[SOURCE EXTRACT]
>>>
One-Hot Encoding Pitfalls and Countermeasures
9. CatBoost, XGBoost, and LightGBM — Practical Implementation
Both libraries offer native categorical handling that completely bypasses one-hot encoding’s dimensionality problems.
CatBoost — Ordered Target Encoding
CatBoost is uniquely designed for categorical data. Its Ordered Target Encoding uses random permutations and only “previous” samples to compute target statistics, eliminating leakage that plagues vanilla target encoding.
import pandas as pd
from catboost import CatBoostClassifier, Pool
from sklearn.model_selection import train_test_split
# Sample data with high-cardinality categoricals
df = pd.DataFrame({
'city': ['Seoul', 'Busan', 'Daegu', 'Seoul', 'Incheon', 'Busan'],
'product': ['A', 'B', 'A', 'C', 'B', 'A'],
'user_id': ['u_001', 'u_002', 'u_003', 'u_001', 'u_004', 'u_002'],
'price': [100, 200, 150, 300, 250, 180],
'target': [1, 0, 1, 0, 1, 0],
})
X = df.drop('target', axis=1)
y = df['target']
cat_features = ['city', 'product', 'user_id']
X_tr, X_va, y_tr, y_va = train_test_split(X, y, test_size=0.33, random_state=42)
model = CatBoostClassifier(
iterations=500,
learning_rate=0.05,
depth=6,
cat_features=cat_features, # native categorical handling
one_hot_max_size=4, # one-hot only if cardinality <= 4
eval_metric='AUC',
verbose=0,
)
# Pool object lets you bundle data with categorical metadata
train_pool = Pool(X_tr, y_tr, cat_features=cat_features)
valid_pool = Pool(X_va, y_va, cat_features=cat_features)
model.fit(train_pool, eval_set=valid_pool, use_best_model=True)
# Inspect categorical feature importance
print(model.get_feature_importance(prettified=True))Key parameters:
cat_features: list of column names or indices to treat as categoricalone_hot_max_size: low-cardinality cutoff for which one-hot is preferred over target encoding- Ordered Target Encoding is applied automatically for higher-cardinality features
XGBoost — Native Categorical Support (1.5+)
XGBoost added native categorical support in version 1.5, using optimal partitioning rather than one-hot encoding. It requires the category dtype in pandas.
<<<
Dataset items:
>>>
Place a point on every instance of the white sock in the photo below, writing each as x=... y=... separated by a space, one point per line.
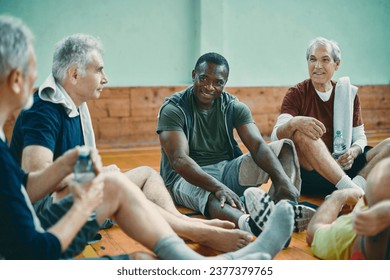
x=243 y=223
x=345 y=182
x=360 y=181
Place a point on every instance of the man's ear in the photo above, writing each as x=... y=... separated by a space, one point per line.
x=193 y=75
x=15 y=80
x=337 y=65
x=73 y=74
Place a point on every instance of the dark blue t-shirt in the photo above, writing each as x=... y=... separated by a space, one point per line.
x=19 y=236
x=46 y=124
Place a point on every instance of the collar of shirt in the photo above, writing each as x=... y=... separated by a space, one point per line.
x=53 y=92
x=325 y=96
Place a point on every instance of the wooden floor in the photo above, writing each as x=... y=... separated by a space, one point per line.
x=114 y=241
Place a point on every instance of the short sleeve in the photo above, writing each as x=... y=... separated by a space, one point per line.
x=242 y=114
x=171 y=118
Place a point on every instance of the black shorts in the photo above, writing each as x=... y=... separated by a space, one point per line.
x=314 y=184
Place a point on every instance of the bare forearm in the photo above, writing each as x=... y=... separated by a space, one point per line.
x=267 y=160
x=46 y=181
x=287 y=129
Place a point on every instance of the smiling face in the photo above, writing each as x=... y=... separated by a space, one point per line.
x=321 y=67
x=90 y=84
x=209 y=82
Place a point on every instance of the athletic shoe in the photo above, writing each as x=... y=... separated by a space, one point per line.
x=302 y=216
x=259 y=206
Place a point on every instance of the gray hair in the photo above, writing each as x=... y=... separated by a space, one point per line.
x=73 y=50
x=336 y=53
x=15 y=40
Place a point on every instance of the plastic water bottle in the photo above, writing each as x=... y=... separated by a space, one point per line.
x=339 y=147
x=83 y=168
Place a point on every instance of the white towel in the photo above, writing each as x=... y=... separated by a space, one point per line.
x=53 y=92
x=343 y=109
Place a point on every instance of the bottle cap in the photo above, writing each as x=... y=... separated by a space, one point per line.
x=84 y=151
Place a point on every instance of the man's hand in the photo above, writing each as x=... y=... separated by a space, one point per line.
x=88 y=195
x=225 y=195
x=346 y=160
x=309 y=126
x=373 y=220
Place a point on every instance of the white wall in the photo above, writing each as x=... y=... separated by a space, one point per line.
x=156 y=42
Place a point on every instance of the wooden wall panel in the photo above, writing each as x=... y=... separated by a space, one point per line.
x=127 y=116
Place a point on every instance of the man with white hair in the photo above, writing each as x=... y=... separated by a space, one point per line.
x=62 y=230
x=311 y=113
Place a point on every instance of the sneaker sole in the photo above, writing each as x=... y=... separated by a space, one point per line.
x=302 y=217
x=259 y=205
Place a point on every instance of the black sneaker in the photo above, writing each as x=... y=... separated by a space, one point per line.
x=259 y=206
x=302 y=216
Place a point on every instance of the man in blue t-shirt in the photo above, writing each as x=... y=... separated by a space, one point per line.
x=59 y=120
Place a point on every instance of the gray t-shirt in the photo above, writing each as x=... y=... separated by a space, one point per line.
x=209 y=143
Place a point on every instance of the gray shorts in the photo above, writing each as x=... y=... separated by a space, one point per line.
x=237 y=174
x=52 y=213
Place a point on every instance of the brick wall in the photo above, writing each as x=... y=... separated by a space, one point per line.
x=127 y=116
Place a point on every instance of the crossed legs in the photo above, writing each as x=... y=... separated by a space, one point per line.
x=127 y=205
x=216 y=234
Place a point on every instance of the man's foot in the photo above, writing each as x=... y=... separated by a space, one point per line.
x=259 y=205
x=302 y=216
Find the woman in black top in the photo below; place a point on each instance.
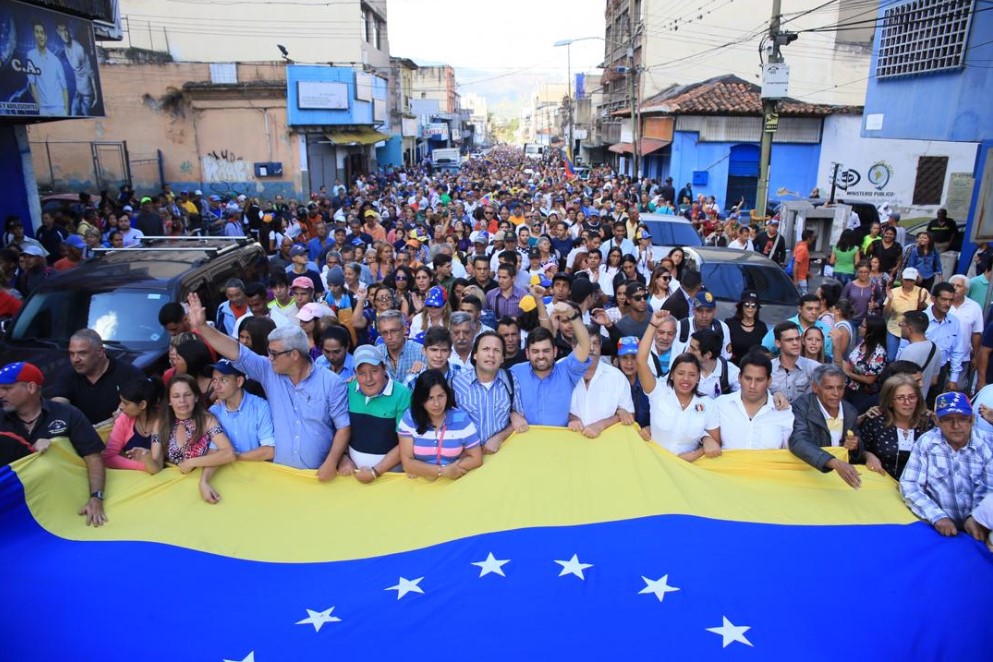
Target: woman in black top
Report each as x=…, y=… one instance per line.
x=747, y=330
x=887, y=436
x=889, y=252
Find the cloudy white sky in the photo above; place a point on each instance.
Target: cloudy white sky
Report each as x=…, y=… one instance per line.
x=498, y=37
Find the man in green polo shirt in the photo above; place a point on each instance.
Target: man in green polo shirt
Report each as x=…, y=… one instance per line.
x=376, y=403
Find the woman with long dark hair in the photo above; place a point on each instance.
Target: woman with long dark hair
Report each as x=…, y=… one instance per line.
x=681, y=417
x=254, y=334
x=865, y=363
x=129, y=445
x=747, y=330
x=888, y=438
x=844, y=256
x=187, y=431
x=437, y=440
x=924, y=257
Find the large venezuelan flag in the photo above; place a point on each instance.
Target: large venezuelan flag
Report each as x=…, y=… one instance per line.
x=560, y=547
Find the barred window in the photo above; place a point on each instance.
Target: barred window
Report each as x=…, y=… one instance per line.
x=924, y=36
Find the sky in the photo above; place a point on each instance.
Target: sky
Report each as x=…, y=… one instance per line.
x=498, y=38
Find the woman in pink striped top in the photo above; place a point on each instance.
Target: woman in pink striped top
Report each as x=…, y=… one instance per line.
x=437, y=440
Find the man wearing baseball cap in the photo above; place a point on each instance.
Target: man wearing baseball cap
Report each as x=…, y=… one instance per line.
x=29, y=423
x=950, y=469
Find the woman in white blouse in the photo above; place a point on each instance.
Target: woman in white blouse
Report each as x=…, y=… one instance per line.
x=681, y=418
<<<
[SET TASKS]
- 1) According to the one-hot encoding page, how does CatBoost's Ordered Target Encoding avoid the leakage of vanilla target encoding? Answer in one to three sentences.
- 2) Echo the part of the one-hot encoding page starting with "# Inspect categorical" and going on through "Categorical Support (1.5+)".

[EXERCISE SOLUTIONS]
- 1) It computes target statistics using random permutations of the data and only the "previous" samples. This eliminates the leakage that plagues vanilla target encoding.

- 2)
# Inspect categorical feature importance
print(model.get_feature_importance(prettified=True))Key parameters:
cat_features: list of column names or indices to treat as categoricalone_hot_max_size: low-cardinality cutoff for which one-hot is preferred over target encoding- Ordered Target Encoding is applied automatically for higher-cardinality features
XGBoost — Native Categorical Support (1.5+)